PASSAGE:

┌────────

Mr O'Toole: Exactly. The question is about the St Andrews Agreement versus the Good Friday Agreement. St Andrews hardened and kind of tribalised consociationalism. Would you agree with that, given that the St Andrews Agreement meant that there did not have to be a joint election of the First Minister and the deputy First Minister but, rather, a "separate but equal" mandate?
Professor Dixon: Yes. I would not call the Belfast Agreement consociational. A better term for it is "power-sharing". Both agreements are power-sharing agreements, but you can have variations in power-sharing. What is striking about both agreements is the extent to which political representatives led people towards a deal. They were ahead of public opinion and of what was perceived to be the case with voting opinion. Yes, the negotiations that happened in between the two deals hardened the agreement that was reached at St Andrews, but both cases illustrated the ability of political actors in Northern Ireland to lead the people of Northern Ireland to a power-sharing deal and the fact that they were not so dependent on opinion polls or their perception of public opinion. Rather, they were able to lead to some degree.
Mr O'Toole: That is helpful. I am conscious that others will want to get to the Chamber, so I have just one more question.
Dr Haughey, we have talked about Assembly reform. This Committee is the vehicle through which people agree that it should at least be discussed and considered. Depending on what recommendations the Committee makes, is it theoretically possible for the Committee to come up with a set of recommendations, either directly or via a motion in the Assembly, that result in a mandate to amend the Northern Ireland Act 1998 in specific ways that would then have to be communicated to the UK Government, presumably with the endorsement of the Irish Government? Is that a plausible route for the Committee to take on reform?
Dr Haughey: It is, but you could add a step. The Committee could set the terms of reference for a body of research work in order to give civic society a contributing role. For example, if the Committee wanted to go down the route of having a citizens' assembly, members of the Committee could, first, have discussions with their parties to assure them that the citizens' assembly would be consultative, by which I mean that its recommendations would be non-binding. You would therefore not be signing the house away. You could therefore have a consultative citizens' assembly, with terms of reference set by the Committee. On the basis of the evidence of public opinion, and if parties were convinced that there was sufficient support — I think that there would be public support for some reforms — you could then move on to the next stage and follow the rest of the process that you described. What you are suggesting would be constitutionally legitimate.

└────────

THE TASK:
Print, word for word, the part of the committee hearing transcript that opens with the words containing "Professor Dixon: Yes." and closes with "to some degree.".

EXTRACTED INFORMATION:
┌────────

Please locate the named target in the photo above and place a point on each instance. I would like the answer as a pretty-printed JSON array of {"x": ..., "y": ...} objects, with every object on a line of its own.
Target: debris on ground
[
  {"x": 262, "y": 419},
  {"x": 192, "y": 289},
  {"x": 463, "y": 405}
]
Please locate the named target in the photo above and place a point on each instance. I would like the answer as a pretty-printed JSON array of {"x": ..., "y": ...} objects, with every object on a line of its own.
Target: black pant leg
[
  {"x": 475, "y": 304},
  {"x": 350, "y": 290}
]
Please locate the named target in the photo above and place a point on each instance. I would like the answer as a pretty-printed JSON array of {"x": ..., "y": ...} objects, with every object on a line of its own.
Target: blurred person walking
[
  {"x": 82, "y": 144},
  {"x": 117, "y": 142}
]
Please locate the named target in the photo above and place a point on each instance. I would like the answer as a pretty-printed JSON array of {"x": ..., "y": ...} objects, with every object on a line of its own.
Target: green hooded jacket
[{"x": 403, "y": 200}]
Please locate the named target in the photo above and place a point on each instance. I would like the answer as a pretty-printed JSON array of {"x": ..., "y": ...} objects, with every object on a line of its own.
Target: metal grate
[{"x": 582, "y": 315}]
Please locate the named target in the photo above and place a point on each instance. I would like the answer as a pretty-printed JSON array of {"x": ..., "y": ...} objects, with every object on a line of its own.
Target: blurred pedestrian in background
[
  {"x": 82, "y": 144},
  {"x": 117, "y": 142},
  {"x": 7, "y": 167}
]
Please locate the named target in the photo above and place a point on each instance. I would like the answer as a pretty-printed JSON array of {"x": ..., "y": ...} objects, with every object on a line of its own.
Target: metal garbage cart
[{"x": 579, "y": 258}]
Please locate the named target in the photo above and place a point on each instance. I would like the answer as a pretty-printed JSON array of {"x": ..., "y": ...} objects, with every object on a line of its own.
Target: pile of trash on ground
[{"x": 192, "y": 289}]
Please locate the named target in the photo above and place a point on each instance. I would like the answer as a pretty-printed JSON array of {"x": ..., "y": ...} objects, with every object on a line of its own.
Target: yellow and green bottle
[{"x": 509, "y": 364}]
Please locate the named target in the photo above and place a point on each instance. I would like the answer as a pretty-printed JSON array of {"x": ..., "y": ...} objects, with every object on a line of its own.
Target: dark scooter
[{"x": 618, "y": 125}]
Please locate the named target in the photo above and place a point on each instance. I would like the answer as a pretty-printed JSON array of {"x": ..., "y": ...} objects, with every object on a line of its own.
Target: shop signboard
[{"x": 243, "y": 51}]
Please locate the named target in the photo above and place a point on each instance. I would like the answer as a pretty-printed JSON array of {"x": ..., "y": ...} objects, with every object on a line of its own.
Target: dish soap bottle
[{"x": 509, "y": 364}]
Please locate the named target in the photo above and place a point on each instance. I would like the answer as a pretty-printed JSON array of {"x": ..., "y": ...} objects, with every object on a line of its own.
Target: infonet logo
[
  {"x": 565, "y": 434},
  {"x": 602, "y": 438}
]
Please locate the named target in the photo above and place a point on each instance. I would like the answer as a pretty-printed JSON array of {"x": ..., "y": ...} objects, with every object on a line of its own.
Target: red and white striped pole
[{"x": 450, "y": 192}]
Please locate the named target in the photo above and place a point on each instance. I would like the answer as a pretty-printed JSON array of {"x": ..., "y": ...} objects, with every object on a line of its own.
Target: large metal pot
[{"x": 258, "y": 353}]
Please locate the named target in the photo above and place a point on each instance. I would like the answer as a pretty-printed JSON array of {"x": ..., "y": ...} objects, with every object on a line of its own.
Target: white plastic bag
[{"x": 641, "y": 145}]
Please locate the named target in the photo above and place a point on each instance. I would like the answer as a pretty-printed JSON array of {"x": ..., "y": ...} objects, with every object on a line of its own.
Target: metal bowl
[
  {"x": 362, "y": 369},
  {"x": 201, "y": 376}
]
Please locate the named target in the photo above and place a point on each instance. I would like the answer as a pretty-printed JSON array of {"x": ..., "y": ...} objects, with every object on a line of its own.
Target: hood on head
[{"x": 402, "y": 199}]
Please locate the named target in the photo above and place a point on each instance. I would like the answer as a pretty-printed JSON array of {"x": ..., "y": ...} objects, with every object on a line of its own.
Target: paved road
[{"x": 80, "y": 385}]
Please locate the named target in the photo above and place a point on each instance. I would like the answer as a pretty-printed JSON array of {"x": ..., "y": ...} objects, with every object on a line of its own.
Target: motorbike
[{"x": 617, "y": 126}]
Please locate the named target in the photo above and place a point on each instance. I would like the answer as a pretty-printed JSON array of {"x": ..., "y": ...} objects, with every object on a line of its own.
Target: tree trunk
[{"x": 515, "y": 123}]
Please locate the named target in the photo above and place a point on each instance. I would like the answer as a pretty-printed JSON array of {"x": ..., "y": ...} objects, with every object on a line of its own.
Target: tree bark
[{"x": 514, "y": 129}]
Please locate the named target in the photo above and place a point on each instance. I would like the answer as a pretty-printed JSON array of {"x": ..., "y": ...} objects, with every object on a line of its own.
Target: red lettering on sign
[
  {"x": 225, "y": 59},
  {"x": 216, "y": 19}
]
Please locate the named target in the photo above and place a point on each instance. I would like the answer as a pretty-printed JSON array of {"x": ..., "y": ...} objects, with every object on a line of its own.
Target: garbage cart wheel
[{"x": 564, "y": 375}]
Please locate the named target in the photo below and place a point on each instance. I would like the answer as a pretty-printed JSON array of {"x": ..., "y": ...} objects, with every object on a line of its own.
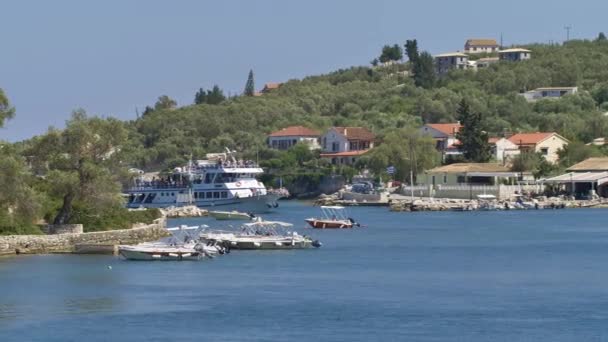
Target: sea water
[{"x": 429, "y": 276}]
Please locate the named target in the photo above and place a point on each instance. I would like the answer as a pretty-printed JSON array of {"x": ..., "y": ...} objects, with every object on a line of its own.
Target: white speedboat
[
  {"x": 182, "y": 245},
  {"x": 262, "y": 235},
  {"x": 230, "y": 215}
]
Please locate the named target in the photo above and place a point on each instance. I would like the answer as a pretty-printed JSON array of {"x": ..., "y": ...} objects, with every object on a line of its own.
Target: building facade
[
  {"x": 514, "y": 55},
  {"x": 546, "y": 143},
  {"x": 548, "y": 93},
  {"x": 288, "y": 137},
  {"x": 448, "y": 61},
  {"x": 480, "y": 46},
  {"x": 344, "y": 145}
]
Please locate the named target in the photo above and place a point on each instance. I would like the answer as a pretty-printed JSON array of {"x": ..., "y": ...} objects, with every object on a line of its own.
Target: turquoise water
[{"x": 473, "y": 276}]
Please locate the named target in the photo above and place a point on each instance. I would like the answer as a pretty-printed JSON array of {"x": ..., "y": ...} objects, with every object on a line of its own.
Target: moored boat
[
  {"x": 262, "y": 235},
  {"x": 333, "y": 217},
  {"x": 220, "y": 180},
  {"x": 182, "y": 245},
  {"x": 230, "y": 215}
]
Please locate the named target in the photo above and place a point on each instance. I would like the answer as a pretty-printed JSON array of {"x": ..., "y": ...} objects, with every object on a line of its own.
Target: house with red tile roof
[
  {"x": 547, "y": 143},
  {"x": 503, "y": 149},
  {"x": 268, "y": 87},
  {"x": 289, "y": 136},
  {"x": 444, "y": 135},
  {"x": 480, "y": 46},
  {"x": 344, "y": 145}
]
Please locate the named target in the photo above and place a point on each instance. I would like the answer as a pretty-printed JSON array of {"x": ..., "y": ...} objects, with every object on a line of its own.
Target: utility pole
[{"x": 567, "y": 28}]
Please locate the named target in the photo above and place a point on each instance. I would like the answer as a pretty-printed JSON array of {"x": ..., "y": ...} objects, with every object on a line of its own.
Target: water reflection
[{"x": 89, "y": 305}]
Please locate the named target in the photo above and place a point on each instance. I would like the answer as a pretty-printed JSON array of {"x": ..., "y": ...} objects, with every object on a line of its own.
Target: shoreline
[{"x": 103, "y": 242}]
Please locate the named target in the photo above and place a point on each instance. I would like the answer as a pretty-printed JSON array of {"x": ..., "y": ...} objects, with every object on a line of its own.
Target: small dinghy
[
  {"x": 333, "y": 217},
  {"x": 183, "y": 244},
  {"x": 230, "y": 215}
]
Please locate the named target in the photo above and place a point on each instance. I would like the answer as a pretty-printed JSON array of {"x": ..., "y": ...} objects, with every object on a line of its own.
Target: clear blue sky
[{"x": 113, "y": 56}]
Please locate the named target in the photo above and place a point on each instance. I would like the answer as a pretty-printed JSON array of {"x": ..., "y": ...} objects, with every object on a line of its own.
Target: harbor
[{"x": 521, "y": 267}]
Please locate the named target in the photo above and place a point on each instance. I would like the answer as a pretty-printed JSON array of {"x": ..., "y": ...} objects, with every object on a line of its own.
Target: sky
[{"x": 114, "y": 57}]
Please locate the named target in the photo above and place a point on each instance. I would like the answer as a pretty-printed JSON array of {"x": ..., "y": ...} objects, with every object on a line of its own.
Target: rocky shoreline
[
  {"x": 426, "y": 204},
  {"x": 93, "y": 242}
]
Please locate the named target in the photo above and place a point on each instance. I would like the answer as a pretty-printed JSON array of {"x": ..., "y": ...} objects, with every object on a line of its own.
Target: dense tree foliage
[
  {"x": 392, "y": 100},
  {"x": 165, "y": 102},
  {"x": 81, "y": 164}
]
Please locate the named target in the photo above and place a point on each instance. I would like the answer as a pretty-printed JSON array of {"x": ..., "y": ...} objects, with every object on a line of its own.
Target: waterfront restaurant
[
  {"x": 469, "y": 174},
  {"x": 584, "y": 179}
]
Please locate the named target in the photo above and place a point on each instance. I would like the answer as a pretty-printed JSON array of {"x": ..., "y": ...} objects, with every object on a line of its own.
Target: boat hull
[
  {"x": 328, "y": 224},
  {"x": 131, "y": 254},
  {"x": 229, "y": 215},
  {"x": 271, "y": 245},
  {"x": 257, "y": 204}
]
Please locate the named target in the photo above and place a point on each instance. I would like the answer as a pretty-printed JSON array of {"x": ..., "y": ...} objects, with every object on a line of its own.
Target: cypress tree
[
  {"x": 473, "y": 139},
  {"x": 250, "y": 86}
]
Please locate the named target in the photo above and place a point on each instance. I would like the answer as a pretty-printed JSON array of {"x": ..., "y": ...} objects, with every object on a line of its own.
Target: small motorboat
[
  {"x": 231, "y": 215},
  {"x": 182, "y": 245},
  {"x": 333, "y": 217},
  {"x": 262, "y": 235}
]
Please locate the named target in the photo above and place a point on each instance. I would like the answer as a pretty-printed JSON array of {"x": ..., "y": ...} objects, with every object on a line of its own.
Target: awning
[
  {"x": 579, "y": 177},
  {"x": 493, "y": 174}
]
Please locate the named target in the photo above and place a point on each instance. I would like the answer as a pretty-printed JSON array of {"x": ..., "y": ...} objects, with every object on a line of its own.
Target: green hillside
[
  {"x": 73, "y": 175},
  {"x": 384, "y": 99}
]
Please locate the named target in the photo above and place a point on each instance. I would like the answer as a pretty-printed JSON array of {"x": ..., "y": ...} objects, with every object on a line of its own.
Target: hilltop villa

└────────

ANSWER FOR THIS EXERCISE:
Professor Dixon: Yes. I would not call the Belfast Agreement consociational. A better term for it is "power-sharing". Both agreements are power-sharing agreements, but you can have variations in power-sharing. What is striking about both agreements is the extent to which political representatives led people towards a deal. They were ahead of public opinion and of what was perceived to be the case with voting opinion. Yes, the negotiations that happened in between the two deals hardened the agreement that was reached at St Andrews, but both cases illustrated the ability of political actors in Northern Ireland to lead the people of Northern Ireland to a power-sharing deal and the fact that they were not so dependent on opinion polls or their perception of public opinion. Rather, they were able to lead to some degree.